## Problem description
Copy the lines that follow, keeping every character the same.

## Dataset records
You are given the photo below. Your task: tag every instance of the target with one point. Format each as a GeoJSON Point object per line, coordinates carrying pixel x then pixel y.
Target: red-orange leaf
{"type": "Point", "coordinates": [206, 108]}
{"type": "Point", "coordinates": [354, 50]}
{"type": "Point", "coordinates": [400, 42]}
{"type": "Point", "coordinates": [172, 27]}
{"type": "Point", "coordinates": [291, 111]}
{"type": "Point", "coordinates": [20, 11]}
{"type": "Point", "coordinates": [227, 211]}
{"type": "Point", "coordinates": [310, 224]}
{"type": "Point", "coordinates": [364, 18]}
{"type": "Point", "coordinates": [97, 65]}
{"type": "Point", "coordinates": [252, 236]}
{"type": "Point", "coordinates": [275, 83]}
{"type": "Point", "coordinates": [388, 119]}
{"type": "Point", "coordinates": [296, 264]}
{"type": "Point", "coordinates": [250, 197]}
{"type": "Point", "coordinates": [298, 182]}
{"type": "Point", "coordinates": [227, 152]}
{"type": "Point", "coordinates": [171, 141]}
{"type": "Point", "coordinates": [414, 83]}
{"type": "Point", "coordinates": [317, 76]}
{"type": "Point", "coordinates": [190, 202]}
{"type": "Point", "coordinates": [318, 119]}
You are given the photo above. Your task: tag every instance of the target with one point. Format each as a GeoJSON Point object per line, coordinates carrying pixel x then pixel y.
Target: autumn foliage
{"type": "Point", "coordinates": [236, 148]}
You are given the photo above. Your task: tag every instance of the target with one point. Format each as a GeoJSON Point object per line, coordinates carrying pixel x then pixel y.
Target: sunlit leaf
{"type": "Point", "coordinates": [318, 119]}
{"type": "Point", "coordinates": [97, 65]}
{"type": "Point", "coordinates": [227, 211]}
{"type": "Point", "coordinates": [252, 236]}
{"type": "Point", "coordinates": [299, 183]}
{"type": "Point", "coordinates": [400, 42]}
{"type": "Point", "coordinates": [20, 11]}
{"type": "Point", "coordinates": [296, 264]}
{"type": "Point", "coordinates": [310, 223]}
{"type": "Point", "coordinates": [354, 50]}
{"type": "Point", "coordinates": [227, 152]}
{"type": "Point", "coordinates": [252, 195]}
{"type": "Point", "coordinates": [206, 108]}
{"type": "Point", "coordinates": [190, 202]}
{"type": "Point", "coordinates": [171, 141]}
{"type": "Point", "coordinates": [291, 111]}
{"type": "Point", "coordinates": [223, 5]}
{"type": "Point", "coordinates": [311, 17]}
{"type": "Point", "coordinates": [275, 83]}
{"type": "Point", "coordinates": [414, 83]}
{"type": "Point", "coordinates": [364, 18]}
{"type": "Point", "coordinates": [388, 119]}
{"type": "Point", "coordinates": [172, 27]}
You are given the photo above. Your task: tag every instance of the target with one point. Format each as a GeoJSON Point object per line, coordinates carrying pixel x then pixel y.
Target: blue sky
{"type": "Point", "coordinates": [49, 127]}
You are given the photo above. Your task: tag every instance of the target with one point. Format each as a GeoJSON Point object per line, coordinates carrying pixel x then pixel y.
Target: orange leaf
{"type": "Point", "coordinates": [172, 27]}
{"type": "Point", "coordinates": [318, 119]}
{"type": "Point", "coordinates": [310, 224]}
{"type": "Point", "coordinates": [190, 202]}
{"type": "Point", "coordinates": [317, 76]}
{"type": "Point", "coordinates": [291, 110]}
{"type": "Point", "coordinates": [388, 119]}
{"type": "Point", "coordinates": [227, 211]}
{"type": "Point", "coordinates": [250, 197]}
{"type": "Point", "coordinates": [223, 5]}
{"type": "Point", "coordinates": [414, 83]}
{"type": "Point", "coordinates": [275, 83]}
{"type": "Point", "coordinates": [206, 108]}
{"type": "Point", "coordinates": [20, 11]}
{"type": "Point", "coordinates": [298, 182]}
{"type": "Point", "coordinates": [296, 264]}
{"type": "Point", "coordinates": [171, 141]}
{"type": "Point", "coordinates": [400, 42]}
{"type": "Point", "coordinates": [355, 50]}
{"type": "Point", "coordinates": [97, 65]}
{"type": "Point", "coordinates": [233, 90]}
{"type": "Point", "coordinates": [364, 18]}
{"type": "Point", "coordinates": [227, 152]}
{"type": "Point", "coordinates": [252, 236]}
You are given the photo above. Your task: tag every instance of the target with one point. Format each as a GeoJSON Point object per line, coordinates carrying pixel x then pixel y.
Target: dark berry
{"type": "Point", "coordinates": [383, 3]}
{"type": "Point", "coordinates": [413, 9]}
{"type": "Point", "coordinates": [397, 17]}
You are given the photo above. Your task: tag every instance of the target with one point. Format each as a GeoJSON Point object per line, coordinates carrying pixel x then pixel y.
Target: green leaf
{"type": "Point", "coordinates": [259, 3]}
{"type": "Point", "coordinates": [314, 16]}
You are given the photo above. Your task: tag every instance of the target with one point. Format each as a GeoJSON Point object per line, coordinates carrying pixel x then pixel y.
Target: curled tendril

## Answer to this task
You are given the photo below. Your task: tag every instance of the target with one point. Format each as a GeoJSON Point object per line, coordinates carrying pixel x then pixel y.
Target: red-orange leaf
{"type": "Point", "coordinates": [206, 108]}
{"type": "Point", "coordinates": [354, 50]}
{"type": "Point", "coordinates": [400, 42]}
{"type": "Point", "coordinates": [172, 27]}
{"type": "Point", "coordinates": [291, 111]}
{"type": "Point", "coordinates": [20, 11]}
{"type": "Point", "coordinates": [227, 211]}
{"type": "Point", "coordinates": [310, 224]}
{"type": "Point", "coordinates": [364, 18]}
{"type": "Point", "coordinates": [97, 65]}
{"type": "Point", "coordinates": [252, 236]}
{"type": "Point", "coordinates": [275, 83]}
{"type": "Point", "coordinates": [388, 119]}
{"type": "Point", "coordinates": [296, 264]}
{"type": "Point", "coordinates": [250, 197]}
{"type": "Point", "coordinates": [298, 182]}
{"type": "Point", "coordinates": [227, 152]}
{"type": "Point", "coordinates": [171, 141]}
{"type": "Point", "coordinates": [414, 83]}
{"type": "Point", "coordinates": [317, 76]}
{"type": "Point", "coordinates": [190, 202]}
{"type": "Point", "coordinates": [318, 119]}
You are given the photo above. Your task: tag every instance of the target with one point. Format each as a GeoJSON Point object per line, coordinates carrying pixel x then pixel y.
Target: autumn foliage
{"type": "Point", "coordinates": [236, 148]}
You are given the photo above. Your task: tag every instance of the target with one point. Format each as a GeoJSON Point object per line, coordinates carrying pixel x then pixel y.
Target: sunlit leaf
{"type": "Point", "coordinates": [318, 119]}
{"type": "Point", "coordinates": [97, 65]}
{"type": "Point", "coordinates": [227, 211]}
{"type": "Point", "coordinates": [252, 236]}
{"type": "Point", "coordinates": [299, 183]}
{"type": "Point", "coordinates": [400, 42]}
{"type": "Point", "coordinates": [20, 11]}
{"type": "Point", "coordinates": [296, 264]}
{"type": "Point", "coordinates": [310, 223]}
{"type": "Point", "coordinates": [354, 50]}
{"type": "Point", "coordinates": [227, 152]}
{"type": "Point", "coordinates": [252, 195]}
{"type": "Point", "coordinates": [206, 108]}
{"type": "Point", "coordinates": [190, 202]}
{"type": "Point", "coordinates": [171, 141]}
{"type": "Point", "coordinates": [291, 111]}
{"type": "Point", "coordinates": [223, 5]}
{"type": "Point", "coordinates": [311, 17]}
{"type": "Point", "coordinates": [275, 83]}
{"type": "Point", "coordinates": [414, 83]}
{"type": "Point", "coordinates": [364, 18]}
{"type": "Point", "coordinates": [388, 119]}
{"type": "Point", "coordinates": [172, 27]}
You are given the photo above. Your task: tag every instance of the target with one point. Format each as a GeoJSON Point object per line, coordinates carrying pixel x then pixel y.
Target: blue sky
{"type": "Point", "coordinates": [49, 127]}
You are given the photo above. Your task: tag every instance of the target with one point. Format each as a GeoJSON Point object per line, coordinates carrying pixel x then pixel y.
Target: orange leaf
{"type": "Point", "coordinates": [172, 27]}
{"type": "Point", "coordinates": [318, 119]}
{"type": "Point", "coordinates": [310, 224]}
{"type": "Point", "coordinates": [190, 202]}
{"type": "Point", "coordinates": [317, 76]}
{"type": "Point", "coordinates": [291, 110]}
{"type": "Point", "coordinates": [388, 119]}
{"type": "Point", "coordinates": [227, 211]}
{"type": "Point", "coordinates": [250, 197]}
{"type": "Point", "coordinates": [223, 5]}
{"type": "Point", "coordinates": [414, 83]}
{"type": "Point", "coordinates": [275, 83]}
{"type": "Point", "coordinates": [206, 108]}
{"type": "Point", "coordinates": [20, 11]}
{"type": "Point", "coordinates": [298, 182]}
{"type": "Point", "coordinates": [296, 264]}
{"type": "Point", "coordinates": [171, 141]}
{"type": "Point", "coordinates": [400, 42]}
{"type": "Point", "coordinates": [355, 50]}
{"type": "Point", "coordinates": [97, 65]}
{"type": "Point", "coordinates": [233, 90]}
{"type": "Point", "coordinates": [364, 18]}
{"type": "Point", "coordinates": [227, 152]}
{"type": "Point", "coordinates": [252, 236]}
You are given the photo above. Your task: tag every instance of the target with one point. Format each as a GeoJSON Point object per line, coordinates carrying pixel x then pixel y.
Target: dark berry
{"type": "Point", "coordinates": [383, 3]}
{"type": "Point", "coordinates": [413, 9]}
{"type": "Point", "coordinates": [397, 17]}
You are given the photo above. Your task: tag every instance of the target with one point. Format each as a GeoJSON Point object per line, coordinates carrying pixel x then pixel y.
Target: green leaf
{"type": "Point", "coordinates": [259, 3]}
{"type": "Point", "coordinates": [314, 16]}
You are given the photo above. Your task: tag every instance of the target with one point. Format each as a GeoJSON Point object per line, coordinates carrying pixel x then pixel y.
Target: curled tendril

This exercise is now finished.